YOUR OBJECTIVE |
In the profile of April Bloomfield, which two restaurants earned her Michelin stars?

PASSAGE SHOWN |

-- -- --

Rachel Cooke 

April Bloomfield: the English chef taking Manhattan by storm

Meet April Bloomfield, the girl from the Midlands who's head chef in New York's hottest restaurants and counts Jay-Z and Bono among her best customers. Interview by Rachel Cooke
  
  

April Bloomfield
April Bloomfield photographed at the Ace Hotel in Manhattan. Photograph: Neil Wilder for the Observer Photograph: Neil Wilder/Observer

Is it possible to know you adore someone before you even meet them? I think not, generally. If a girlfriend told me she had the hots for a man on whose face she had never clapped her eyes, let alone planted her lips, I would say: keep calm, dear, and step away from the pinot gris. On the other hand, it occurs to me, this freezing cold morning in New York, that I'm rapidly developing a powerful crush on a young chef called April Bloomfield. This woman is, I am increasingly certain, my idea of heaven. How do I know? It's her cooking. Believe me when I tell you that her food is extraordinary. I don't mean extraordinary in a Michelin-starred look-at-these-truffled-potatoes kind of way (though she has two Michelin stars: one for the Spotted Pig in Greenwich, the other for the Breslin, in the Ace Hotel in Midtown). Nor do I mean extraordinary in a Heston Blumenthal this-mackerel-pops-like-Space-Dust kind of way. I mean only that it is extraordinarily delicious. You eat her burgers and her scotch eggs, her sweetbreads and her chowders, and all you can think is that you will never taste their like again anywhere else. It's a thought that is distinctly misery-inducing, given that I live in London, and she works here, in Manhattan.

-- -- --

DATA ENTRIES |
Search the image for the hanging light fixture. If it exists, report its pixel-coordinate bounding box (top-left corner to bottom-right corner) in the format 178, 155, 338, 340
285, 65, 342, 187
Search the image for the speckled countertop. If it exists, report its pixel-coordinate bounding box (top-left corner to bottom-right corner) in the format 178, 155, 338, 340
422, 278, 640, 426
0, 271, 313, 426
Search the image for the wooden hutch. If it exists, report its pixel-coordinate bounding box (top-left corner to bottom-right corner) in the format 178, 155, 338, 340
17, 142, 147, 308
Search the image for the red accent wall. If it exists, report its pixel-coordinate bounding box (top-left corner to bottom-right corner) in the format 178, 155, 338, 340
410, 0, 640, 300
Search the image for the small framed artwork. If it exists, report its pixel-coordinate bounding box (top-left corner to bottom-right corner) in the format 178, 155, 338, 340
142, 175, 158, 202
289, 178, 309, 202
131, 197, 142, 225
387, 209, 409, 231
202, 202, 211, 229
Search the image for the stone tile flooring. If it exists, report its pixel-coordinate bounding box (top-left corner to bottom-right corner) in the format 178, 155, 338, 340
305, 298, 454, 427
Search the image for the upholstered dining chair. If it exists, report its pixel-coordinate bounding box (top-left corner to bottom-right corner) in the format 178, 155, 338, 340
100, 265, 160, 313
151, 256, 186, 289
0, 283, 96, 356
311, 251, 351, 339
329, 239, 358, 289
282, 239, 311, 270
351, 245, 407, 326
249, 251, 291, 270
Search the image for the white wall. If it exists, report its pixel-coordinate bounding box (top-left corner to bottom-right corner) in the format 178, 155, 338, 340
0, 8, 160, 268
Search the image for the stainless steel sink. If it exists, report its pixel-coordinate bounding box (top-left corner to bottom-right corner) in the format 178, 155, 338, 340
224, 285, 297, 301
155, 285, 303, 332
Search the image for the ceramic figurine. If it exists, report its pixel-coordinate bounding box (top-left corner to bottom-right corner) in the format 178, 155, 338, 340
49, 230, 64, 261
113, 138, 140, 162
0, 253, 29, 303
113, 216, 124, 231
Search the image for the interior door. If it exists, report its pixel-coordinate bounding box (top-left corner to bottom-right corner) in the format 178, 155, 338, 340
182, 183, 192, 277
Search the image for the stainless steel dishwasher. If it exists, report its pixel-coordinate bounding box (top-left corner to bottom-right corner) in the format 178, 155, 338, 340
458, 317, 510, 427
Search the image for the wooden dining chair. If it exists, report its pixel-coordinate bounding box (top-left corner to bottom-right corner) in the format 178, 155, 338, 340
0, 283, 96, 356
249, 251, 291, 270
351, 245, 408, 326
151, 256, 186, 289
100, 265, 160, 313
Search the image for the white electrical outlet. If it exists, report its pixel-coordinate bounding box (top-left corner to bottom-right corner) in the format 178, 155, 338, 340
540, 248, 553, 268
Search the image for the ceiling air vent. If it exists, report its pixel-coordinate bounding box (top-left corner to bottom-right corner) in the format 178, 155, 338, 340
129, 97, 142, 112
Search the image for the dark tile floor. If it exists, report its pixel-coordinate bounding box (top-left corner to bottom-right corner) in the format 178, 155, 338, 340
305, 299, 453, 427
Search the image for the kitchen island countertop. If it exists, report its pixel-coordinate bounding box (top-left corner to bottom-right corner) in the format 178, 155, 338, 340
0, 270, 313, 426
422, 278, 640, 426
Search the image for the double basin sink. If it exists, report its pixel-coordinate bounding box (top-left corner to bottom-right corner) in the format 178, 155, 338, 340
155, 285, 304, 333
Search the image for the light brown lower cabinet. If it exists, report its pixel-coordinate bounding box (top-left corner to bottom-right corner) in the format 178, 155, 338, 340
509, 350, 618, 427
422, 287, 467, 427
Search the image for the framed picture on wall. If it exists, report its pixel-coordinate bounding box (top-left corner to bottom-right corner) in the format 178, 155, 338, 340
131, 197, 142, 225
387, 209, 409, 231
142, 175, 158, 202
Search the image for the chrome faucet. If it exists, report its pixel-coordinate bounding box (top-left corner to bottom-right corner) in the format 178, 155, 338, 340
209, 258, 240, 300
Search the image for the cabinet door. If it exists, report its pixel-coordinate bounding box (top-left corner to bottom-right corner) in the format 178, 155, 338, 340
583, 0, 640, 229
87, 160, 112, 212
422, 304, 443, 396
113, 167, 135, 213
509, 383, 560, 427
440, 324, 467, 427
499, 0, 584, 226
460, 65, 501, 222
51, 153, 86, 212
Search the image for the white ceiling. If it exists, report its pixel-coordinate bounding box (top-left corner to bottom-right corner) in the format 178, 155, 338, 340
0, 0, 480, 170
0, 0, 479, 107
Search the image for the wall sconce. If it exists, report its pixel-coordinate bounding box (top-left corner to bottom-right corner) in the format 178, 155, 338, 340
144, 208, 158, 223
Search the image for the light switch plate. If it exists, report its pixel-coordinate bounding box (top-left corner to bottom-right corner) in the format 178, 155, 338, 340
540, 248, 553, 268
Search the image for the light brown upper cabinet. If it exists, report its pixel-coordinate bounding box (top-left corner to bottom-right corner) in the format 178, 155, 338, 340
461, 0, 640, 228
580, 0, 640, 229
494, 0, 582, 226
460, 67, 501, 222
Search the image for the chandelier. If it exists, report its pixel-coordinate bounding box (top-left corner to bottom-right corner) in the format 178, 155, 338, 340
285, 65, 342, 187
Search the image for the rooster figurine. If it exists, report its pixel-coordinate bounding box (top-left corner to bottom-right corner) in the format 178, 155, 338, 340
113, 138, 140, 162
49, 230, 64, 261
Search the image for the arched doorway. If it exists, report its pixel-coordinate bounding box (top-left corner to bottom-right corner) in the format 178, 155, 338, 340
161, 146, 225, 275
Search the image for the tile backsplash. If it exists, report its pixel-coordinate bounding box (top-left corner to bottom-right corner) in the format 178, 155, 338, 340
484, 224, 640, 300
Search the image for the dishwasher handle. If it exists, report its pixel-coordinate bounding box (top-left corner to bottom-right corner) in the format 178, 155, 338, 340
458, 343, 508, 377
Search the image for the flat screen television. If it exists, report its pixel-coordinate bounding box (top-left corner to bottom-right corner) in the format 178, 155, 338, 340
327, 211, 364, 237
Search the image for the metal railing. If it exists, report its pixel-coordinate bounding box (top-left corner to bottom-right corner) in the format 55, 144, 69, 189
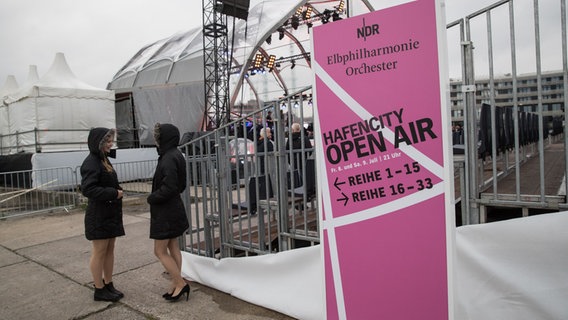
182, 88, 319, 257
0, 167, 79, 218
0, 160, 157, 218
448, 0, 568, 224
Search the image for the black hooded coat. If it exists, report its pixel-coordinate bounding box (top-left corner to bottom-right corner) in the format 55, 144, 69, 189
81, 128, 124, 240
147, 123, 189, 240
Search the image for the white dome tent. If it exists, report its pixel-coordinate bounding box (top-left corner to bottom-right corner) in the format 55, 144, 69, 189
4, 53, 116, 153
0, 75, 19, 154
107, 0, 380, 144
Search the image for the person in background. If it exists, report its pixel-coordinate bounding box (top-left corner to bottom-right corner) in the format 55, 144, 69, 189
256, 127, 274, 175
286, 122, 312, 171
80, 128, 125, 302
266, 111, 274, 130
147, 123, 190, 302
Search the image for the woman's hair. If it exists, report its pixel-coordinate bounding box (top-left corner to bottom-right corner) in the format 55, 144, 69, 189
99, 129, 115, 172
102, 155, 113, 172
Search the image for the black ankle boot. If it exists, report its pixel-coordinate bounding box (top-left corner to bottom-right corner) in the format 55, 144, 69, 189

-- -- --

WRITTEN RESPONSE |
The Spotted Pig in Greenwich and the Breslin in the Ace Hotel in Midtown.